DOCUMENT EXCERPT.
#####

Economists use a statistical procedure called regression analysis to determine whether there is a relationship between economic variables. For example, a labor economist might use regression analysis to determine whether there is a relationship between salaries and education after controlling for differences in job tenure and geographic region. An antitrust economist might use regression analysis to determine whether an attempted collusion in the airline industry effected prices after controlling for other possible explanations for changes in prices such as the cost of jet fuel. Financial economists use regression analysis to determine the relationship between the returns to shares in publicly traded company stock and the returns to baskets of shares of other publicly traded companies.
The simplest regression analysis is called ordinary least squares (OLS) because it determines the parameters of an estimated linear equation relating the variables by minimizing the sum of the squared differences between the observed values of the dependent variable (salaries, ticket prices and stock returns in our examples) and the independent or explanatory variables (education and tenure, dummy variable for before and after the attempted collusion and jet fuel prices, and stock index returns in our examples). The difference between observed values and predicted values for different values of the explanatory variable are called error terms or residuals.
OLS requires the following five key assumptions to hold for the regression results to be valid.
Two kinds of data
Successful application of regression analysis must recognize potential problems with the data being analyzed to ensure that faulty inferences are not drawn from naive application of a valid technique to problematic data.
Data sets include observations on a list of variables. In our labor example the data set might contain 2016 salaries, level of formal education, years with current employer and years as a CPA for 5,000 individual CPAs in New York. Each individual CPA's set of values comprise an observation and our hypothetical dataset contains 5,000 such observations. This data set is a cross sectional data set because all the observations are taken at approximately the same point in time. The variation in this example data set is across individual CPAs.
Time series data on the other hand is a set of observations in which the variation in observations is across time. For example, an analyst might use OLS to determine whether the yields on Treasury bonds are related to mortgage interest rates using a dataset that contains observations on Treasury yields and benchmark mortgage interest rates at each month end for a 10-year period (120 observations). The variation in this dataset is across time from one month to the next and the data.1
Sunspots and GNP
There are pervasive challenges applying regression analysis to time series data. An analyst who is not knowledgeable about basic statistics could conclude that two completely unrelated series are closely related by failing to test for serial correlation. This problem is especially acute in time series data where time trends and other omitted variables are likely to cause time series to move together even when there is no independent relationship between the variables. Fortunately, there are ways of drawing valid inferences from times series data with regression analysis which can be found in almost any introductory econometrics textbooks and are well-known to any competent analyst.

#####

MATERIAL.
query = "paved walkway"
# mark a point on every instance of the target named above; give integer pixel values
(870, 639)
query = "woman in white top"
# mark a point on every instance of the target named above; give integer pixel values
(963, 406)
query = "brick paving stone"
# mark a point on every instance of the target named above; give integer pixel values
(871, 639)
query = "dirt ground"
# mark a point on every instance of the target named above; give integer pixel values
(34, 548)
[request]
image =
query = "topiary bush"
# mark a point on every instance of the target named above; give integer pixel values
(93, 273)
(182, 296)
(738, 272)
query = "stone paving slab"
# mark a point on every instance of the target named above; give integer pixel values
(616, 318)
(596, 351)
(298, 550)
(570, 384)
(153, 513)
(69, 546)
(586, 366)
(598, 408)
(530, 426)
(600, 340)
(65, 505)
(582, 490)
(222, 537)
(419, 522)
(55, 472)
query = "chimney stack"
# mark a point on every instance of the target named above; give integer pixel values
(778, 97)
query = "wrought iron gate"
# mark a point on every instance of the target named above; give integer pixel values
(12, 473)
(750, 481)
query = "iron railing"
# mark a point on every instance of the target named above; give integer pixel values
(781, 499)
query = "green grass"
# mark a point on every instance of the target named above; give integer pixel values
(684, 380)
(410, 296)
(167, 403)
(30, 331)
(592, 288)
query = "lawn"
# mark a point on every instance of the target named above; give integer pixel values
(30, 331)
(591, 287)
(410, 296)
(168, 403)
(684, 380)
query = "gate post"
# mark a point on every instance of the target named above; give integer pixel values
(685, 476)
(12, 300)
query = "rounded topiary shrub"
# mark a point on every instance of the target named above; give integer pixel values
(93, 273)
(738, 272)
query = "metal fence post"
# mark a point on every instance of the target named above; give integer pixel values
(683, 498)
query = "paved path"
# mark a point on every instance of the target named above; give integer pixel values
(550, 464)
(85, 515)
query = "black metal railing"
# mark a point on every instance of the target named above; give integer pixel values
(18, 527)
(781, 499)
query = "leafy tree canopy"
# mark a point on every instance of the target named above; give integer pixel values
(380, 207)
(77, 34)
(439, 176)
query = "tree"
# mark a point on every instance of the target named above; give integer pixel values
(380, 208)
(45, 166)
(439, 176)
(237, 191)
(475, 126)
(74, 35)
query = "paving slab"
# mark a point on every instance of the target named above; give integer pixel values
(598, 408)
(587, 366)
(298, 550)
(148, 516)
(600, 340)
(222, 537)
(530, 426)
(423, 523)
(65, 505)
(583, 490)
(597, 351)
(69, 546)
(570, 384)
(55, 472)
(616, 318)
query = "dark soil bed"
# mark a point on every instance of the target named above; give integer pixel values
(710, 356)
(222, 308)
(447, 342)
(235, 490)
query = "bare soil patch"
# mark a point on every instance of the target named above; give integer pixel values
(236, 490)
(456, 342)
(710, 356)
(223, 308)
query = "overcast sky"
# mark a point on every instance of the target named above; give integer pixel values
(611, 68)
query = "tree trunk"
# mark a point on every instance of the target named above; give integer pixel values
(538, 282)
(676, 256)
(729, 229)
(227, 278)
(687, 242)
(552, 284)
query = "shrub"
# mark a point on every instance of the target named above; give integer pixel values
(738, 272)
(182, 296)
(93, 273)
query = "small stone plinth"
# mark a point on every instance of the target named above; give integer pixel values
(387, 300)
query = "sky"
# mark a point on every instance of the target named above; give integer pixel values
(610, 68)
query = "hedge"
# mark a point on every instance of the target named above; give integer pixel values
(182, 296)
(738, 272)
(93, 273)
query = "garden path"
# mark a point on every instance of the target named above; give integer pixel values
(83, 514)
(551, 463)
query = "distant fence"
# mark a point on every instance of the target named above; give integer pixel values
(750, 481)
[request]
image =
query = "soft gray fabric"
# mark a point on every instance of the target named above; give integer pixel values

#####

WORK TO BE COMPLETED.
In the regression analysis text above, what term is used for the difference between observed values and predicted values?

REPLY TO THE TASK.
Error terms or residuals.